Emily: Absolutely, and that would chime with what I was seeing and hearing around that time about people looking at stock piling as one of their priority contingency actions.

Mike: Yeah exactly, and the stock piling component was unusually large for this quarter as well.  So, that combined meant we got a good first quarter, but the trouble is that’s not sustainable, because they did this preparation, in the end they didn’t really need them, because now we have the extension.  Now we are expecting to see business investment continuing to fall again, resuming its previous trend for the second and third quarters and onwards until we get some more clarity.

Emily: Right, so that 1.6% I mentioned then, in the intro, have you moved away from that at all?

Mike: Yeah, it’s going to come down, anything between 1.2% to 1.4% is probably more appropriate.  We will find out more in a couple of weeks when we get an idea of whether household spending - which is a thing that really drives the economy - whether households have remained resilient in the second quarter as well.  They have done so far.  It is possible.  We have seen retail sales possibly soften a little bit in recent months.  That will be a really key data point, but our expectation is that growth can be pretty slow again this year, and probably below 1.4%.

Emily: Okay, and is that still based on the assumption of a smooth exit by the UK from the EU in October or some point thereafter?

Mike: Yes, our base case is still that there will be a Brexit agreement.  It will be a very brave economist to tell you, perhaps very naïve to tell you, exactly when that’s going to occur, but this assumption is still predicated on the UK leaving the EU with a deal, either in October or next year.

Emily: Right, okay. We talked before about the alternative scenarios, the higher growth type scenario and a lower growth type scenario.  Has anything changed in either of those, or do you still see the range of possibilities being broadly similar?

## EXERCISE DIRECTIONS
Please answer these questions about the interview transcript above, one line each:
1. What range does Mike now consider more appropriate for growth?
2. According to Mike, what really drives the economy?
3. What is Mike's base case regarding Brexit?

## SUPPLIED ENTRIES
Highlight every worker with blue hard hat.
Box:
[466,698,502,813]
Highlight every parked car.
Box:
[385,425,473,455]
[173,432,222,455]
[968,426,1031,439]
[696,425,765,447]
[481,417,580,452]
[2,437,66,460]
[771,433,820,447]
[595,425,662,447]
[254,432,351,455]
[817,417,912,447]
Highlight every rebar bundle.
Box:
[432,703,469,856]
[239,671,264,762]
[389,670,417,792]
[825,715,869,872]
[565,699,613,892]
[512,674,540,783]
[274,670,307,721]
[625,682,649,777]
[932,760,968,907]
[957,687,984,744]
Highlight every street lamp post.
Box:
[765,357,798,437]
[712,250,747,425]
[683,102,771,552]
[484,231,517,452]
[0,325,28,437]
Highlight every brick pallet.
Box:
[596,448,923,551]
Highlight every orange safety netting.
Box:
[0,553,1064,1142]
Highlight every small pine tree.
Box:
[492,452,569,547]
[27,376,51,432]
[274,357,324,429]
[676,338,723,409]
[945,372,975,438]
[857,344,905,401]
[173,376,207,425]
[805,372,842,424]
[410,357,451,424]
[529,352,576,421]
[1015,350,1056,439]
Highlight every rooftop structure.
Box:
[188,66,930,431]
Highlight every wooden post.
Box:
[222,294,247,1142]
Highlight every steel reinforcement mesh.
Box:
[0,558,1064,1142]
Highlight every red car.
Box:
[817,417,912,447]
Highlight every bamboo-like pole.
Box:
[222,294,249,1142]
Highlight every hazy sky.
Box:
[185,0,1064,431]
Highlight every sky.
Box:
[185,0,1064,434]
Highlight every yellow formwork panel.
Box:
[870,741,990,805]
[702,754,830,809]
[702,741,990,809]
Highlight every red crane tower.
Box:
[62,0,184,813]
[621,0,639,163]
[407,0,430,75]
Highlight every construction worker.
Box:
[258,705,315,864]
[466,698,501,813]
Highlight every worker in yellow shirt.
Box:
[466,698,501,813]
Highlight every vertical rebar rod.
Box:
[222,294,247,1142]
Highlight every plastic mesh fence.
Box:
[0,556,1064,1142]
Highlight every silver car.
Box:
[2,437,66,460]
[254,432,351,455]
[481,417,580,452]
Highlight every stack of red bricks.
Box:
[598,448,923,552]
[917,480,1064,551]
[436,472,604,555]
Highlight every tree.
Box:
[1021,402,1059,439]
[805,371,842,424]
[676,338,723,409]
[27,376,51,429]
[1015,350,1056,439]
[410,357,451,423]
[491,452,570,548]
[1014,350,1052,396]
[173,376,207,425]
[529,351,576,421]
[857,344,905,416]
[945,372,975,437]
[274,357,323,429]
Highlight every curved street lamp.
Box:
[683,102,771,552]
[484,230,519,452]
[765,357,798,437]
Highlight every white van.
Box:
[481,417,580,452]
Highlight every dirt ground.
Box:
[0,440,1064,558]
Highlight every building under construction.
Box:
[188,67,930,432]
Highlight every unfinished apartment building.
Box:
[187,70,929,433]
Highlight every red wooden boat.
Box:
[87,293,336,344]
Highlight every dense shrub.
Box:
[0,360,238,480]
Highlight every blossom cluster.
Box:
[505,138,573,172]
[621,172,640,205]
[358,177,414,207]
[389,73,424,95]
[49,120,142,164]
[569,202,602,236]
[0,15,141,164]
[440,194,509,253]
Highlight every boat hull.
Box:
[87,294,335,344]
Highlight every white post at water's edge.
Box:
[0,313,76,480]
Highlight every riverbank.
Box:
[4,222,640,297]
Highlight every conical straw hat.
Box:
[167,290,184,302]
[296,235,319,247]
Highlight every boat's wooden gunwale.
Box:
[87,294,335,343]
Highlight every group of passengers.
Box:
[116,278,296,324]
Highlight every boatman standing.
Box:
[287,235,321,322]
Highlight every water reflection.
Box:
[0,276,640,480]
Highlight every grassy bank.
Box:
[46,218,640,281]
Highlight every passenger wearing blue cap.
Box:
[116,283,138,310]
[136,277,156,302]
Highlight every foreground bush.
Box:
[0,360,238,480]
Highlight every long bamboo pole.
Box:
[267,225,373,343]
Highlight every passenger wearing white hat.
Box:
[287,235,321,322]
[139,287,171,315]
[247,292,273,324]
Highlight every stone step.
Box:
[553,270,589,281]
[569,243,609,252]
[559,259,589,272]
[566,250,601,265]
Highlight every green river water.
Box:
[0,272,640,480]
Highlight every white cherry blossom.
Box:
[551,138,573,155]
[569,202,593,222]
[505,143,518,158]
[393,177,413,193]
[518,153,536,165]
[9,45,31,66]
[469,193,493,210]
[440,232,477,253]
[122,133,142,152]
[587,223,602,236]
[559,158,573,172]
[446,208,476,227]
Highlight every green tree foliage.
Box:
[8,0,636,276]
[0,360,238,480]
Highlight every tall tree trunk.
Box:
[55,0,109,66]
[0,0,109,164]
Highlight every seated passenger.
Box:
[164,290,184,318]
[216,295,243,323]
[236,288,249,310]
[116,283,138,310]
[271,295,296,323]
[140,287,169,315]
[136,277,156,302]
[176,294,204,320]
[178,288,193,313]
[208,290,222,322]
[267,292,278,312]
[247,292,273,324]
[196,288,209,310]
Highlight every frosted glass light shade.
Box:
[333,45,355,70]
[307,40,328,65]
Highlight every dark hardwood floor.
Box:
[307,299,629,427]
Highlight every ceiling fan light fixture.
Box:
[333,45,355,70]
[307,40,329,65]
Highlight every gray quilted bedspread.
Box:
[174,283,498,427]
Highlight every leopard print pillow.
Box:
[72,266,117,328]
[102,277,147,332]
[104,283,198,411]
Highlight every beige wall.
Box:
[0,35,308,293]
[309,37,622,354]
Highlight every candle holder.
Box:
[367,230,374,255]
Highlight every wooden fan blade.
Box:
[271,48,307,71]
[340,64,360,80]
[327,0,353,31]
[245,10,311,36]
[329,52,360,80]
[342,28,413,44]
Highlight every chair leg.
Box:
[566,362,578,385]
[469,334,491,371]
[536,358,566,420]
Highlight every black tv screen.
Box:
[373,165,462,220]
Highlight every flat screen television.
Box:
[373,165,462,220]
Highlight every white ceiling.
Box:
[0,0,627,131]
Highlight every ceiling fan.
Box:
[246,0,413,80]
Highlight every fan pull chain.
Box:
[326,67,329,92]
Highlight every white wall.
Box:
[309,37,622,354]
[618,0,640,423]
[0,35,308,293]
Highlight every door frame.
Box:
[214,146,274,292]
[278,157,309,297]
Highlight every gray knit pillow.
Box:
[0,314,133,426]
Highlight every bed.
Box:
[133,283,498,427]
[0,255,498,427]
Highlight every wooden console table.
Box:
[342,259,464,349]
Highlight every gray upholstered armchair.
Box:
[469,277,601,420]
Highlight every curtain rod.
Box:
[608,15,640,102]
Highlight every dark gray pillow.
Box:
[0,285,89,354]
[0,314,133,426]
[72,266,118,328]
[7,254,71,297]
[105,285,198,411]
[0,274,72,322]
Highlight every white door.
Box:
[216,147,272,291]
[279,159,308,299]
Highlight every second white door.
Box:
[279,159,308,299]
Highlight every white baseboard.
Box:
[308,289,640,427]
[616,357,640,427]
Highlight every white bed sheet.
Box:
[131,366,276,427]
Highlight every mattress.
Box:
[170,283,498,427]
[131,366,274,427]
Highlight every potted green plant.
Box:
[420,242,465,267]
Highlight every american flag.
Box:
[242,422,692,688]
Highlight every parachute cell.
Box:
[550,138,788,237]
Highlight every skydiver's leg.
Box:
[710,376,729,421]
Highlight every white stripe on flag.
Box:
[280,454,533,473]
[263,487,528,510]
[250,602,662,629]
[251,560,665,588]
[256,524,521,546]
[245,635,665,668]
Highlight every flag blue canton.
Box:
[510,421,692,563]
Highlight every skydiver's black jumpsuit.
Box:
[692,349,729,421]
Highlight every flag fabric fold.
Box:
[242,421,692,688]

## FINAL ANSWER
1. Anything between 1.2% and 1.4%.
2. Household spending.
3. That there will be a Brexit agreement, with the UK leaving the EU with a deal, either in October or next year.